• WRITTEN REQUEST
Render every entry exactly as it appears.

• DATA EXTRACT
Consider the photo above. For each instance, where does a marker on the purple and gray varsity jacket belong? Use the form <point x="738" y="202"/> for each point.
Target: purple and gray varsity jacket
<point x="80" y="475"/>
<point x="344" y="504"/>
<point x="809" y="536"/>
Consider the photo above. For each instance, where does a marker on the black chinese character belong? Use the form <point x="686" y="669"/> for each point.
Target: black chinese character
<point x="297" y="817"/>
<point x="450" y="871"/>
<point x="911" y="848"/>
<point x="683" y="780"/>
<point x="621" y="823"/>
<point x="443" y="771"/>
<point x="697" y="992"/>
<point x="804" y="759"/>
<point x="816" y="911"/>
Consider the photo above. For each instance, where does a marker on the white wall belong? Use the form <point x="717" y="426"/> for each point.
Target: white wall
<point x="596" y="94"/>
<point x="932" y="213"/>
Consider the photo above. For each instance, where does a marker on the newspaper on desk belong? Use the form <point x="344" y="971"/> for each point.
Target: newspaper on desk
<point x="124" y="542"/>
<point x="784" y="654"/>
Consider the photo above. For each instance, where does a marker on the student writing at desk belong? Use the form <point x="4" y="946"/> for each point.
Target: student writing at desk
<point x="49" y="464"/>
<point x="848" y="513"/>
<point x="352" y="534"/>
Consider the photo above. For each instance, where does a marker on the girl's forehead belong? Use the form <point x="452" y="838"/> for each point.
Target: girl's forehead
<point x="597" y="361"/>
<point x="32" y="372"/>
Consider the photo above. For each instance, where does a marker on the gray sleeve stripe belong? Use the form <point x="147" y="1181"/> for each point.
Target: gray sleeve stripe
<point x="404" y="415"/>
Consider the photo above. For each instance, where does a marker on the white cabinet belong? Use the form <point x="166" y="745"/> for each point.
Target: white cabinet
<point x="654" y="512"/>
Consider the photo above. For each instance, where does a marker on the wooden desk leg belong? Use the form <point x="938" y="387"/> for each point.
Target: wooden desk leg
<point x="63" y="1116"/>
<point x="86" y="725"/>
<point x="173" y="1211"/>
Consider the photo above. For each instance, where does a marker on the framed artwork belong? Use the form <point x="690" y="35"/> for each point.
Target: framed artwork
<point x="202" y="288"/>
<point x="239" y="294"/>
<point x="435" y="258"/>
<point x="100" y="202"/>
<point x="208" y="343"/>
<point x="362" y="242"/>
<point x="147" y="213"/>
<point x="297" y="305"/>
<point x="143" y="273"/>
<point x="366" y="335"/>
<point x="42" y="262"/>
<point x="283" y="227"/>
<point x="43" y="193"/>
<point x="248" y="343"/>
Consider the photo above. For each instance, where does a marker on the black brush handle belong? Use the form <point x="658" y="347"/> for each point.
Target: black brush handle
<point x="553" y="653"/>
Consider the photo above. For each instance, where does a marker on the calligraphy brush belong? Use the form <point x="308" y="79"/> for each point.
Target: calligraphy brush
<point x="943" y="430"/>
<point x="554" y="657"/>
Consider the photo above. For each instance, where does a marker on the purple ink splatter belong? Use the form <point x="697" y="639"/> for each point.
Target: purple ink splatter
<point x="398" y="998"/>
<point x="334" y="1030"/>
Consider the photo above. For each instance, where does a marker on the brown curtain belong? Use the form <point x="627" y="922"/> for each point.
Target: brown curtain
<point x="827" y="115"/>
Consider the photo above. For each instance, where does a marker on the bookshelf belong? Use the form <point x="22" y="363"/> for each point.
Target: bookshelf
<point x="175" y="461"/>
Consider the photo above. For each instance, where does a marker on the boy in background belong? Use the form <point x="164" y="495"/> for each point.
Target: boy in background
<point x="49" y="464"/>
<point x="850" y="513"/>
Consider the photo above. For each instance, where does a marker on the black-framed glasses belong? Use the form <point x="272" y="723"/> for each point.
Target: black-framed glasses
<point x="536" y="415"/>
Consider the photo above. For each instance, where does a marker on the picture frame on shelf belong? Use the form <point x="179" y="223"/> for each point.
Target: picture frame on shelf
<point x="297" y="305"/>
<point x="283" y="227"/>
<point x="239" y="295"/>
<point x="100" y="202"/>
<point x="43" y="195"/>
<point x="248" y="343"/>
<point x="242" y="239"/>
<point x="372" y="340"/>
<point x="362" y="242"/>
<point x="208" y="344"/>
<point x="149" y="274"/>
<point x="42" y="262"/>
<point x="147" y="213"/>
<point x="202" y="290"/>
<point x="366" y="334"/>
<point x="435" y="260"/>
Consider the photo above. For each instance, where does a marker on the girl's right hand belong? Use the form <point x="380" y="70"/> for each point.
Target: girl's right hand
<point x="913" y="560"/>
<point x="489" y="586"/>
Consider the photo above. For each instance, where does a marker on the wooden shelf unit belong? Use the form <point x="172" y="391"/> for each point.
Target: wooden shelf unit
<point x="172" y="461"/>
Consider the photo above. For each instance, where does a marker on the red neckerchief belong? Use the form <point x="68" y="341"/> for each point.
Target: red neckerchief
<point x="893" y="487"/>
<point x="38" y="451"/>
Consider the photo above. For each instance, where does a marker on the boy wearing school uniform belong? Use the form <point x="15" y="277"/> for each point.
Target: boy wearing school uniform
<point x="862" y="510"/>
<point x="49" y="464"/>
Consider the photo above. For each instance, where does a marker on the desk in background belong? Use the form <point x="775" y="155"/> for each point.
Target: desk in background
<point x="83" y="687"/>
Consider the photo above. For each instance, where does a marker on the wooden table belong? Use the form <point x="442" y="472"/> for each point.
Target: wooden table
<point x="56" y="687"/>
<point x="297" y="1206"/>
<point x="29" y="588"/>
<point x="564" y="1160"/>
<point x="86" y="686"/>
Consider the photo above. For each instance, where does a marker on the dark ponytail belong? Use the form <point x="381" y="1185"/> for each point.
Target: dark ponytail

• CORRECT RESULT
Consider the photo above. For each instance, where does a marker on the purple and gray varsity jacket belong? Use the form <point x="738" y="202"/> for each point.
Target: purple and gray varsity jacket
<point x="80" y="475"/>
<point x="344" y="504"/>
<point x="809" y="536"/>
Consider the photo above. For each instance, where does a marker on the black chinese character belong? Use the form <point x="686" y="669"/> for each point.
Target: black chinese character
<point x="297" y="817"/>
<point x="450" y="871"/>
<point x="911" y="848"/>
<point x="683" y="780"/>
<point x="621" y="823"/>
<point x="443" y="771"/>
<point x="697" y="992"/>
<point x="804" y="759"/>
<point x="816" y="911"/>
Consider the photo above. For each instance, where does a marker on the white wall belong? Use the form <point x="717" y="426"/> for each point.
Target: white wall
<point x="596" y="94"/>
<point x="932" y="213"/>
Consider the photo above. For each instance, where does a marker on the newspaper on desk belong? Use the form <point x="344" y="971"/> for each point.
Target: newspaper on desk
<point x="124" y="542"/>
<point x="784" y="654"/>
Consider the photo above. For each instance, where does a marker on the student writing at desk belong? Use the form <point x="4" y="946"/> for each point.
Target: student writing at desk
<point x="49" y="464"/>
<point x="848" y="513"/>
<point x="352" y="534"/>
Consider the photo above. For each instance, where does a marker on the girl's forehead belong? Use the form <point x="452" y="838"/> for each point.
Target: girl's forehead
<point x="597" y="361"/>
<point x="32" y="372"/>
Consider the photo above. For each instance, where does a marker on the gray sleeve stripe belong? Use the form <point x="147" y="1181"/> for each point.
Target: gray sleeve stripe
<point x="404" y="415"/>
Consider the photo above. For each instance, where does a marker on the white cabinet belong? Use the form <point x="166" y="745"/> for each point.
Target: white cabinet
<point x="654" y="512"/>
Consider the photo above. For each instance, where does a marker on the wooden desk leg belong? Use the form <point x="938" y="387"/> for each point.
Target: wooden desk leg
<point x="63" y="1116"/>
<point x="86" y="725"/>
<point x="173" y="1211"/>
Consider the photo above. For each instance, where does a marker on the framed artwork belong? Use the form <point x="690" y="35"/> for each point.
Target: framed artwork
<point x="202" y="288"/>
<point x="239" y="294"/>
<point x="435" y="258"/>
<point x="100" y="202"/>
<point x="208" y="343"/>
<point x="362" y="242"/>
<point x="147" y="213"/>
<point x="297" y="305"/>
<point x="143" y="273"/>
<point x="366" y="335"/>
<point x="42" y="262"/>
<point x="283" y="227"/>
<point x="43" y="193"/>
<point x="248" y="343"/>
Consider the photo above. For each instance, where does a marker on the black brush handle belong? Use the form <point x="658" y="347"/> for each point.
Target: black brush handle
<point x="553" y="653"/>
Consider the photo above. For each instance, where does a marker on the calligraphy brush belong? Use the form <point x="308" y="79"/> for each point.
Target: calligraphy brush
<point x="943" y="430"/>
<point x="554" y="657"/>
Consider the photo above. For each instance, where does a marker on the purple ink splatter belong? Use the form <point x="697" y="639"/> for each point.
Target: purple ink splatter
<point x="398" y="998"/>
<point x="334" y="1030"/>
Consider the photo above. For each instance, where does a marker on the brown curtain belong? Use the form <point x="627" y="922"/> for each point.
Target: brown curtain
<point x="827" y="115"/>
Consider the photo above. For each instance, where does a marker on the bookshelf belong? Use the form <point x="22" y="363"/> for each point.
Target: bookshelf
<point x="175" y="461"/>
Consider the photo above. For each instance, where does a marker on the boy in background belong? Use the form <point x="164" y="495"/> for each point.
Target: boy in background
<point x="49" y="464"/>
<point x="850" y="513"/>
Consider the photo above. For each instance, where does a marker on the black-framed glasses belong? Use the form <point x="272" y="723"/> for each point.
Target: black-framed glasses
<point x="536" y="415"/>
Consider the photo above. For each instance, where does a marker on the picture frame on shelf belong? Use the form <point x="179" y="223"/> for each point.
Target: picture frame on shelf
<point x="297" y="305"/>
<point x="283" y="227"/>
<point x="239" y="295"/>
<point x="100" y="202"/>
<point x="43" y="195"/>
<point x="248" y="343"/>
<point x="242" y="239"/>
<point x="372" y="340"/>
<point x="362" y="242"/>
<point x="208" y="344"/>
<point x="149" y="274"/>
<point x="42" y="262"/>
<point x="147" y="213"/>
<point x="202" y="290"/>
<point x="366" y="334"/>
<point x="435" y="260"/>
Consider the photo above. For each instance, where does a marker on the girl's right hand belong? Use the form <point x="380" y="70"/> for each point.
Target: girl's right hand
<point x="913" y="560"/>
<point x="489" y="586"/>
Consider the photo above. For each instance, where does a marker on the wooden shelf unit belong? Use the form <point x="172" y="391"/> for each point.
Target: wooden shelf unit
<point x="172" y="461"/>
Consider the photo above. For each instance, where does a marker on the red neckerchief belong? Use the form <point x="68" y="341"/> for each point.
Target: red neckerchief
<point x="893" y="487"/>
<point x="38" y="451"/>
Consider the photo above. For each instance, where does a marker on the boy wearing school uniform belong? Use the form <point x="15" y="277"/> for each point.
Target: boy wearing school uniform
<point x="862" y="510"/>
<point x="49" y="464"/>
Consider the photo above. For each instance, where does a marker on the desk in background belong? Use the form <point x="775" y="155"/> for each point.
Target: desk in background
<point x="83" y="687"/>
Consider the photo above. For each instance, where does a marker on the wooden table belong? Use the form <point x="442" y="472"/> for each point.
Target: wooden table
<point x="56" y="687"/>
<point x="297" y="1206"/>
<point x="29" y="588"/>
<point x="564" y="1160"/>
<point x="86" y="686"/>
Consider the photo above. For each instance, where does a marker on the dark ponytail belong? Use the form <point x="381" y="1185"/> for each point.
Target: dark ponytail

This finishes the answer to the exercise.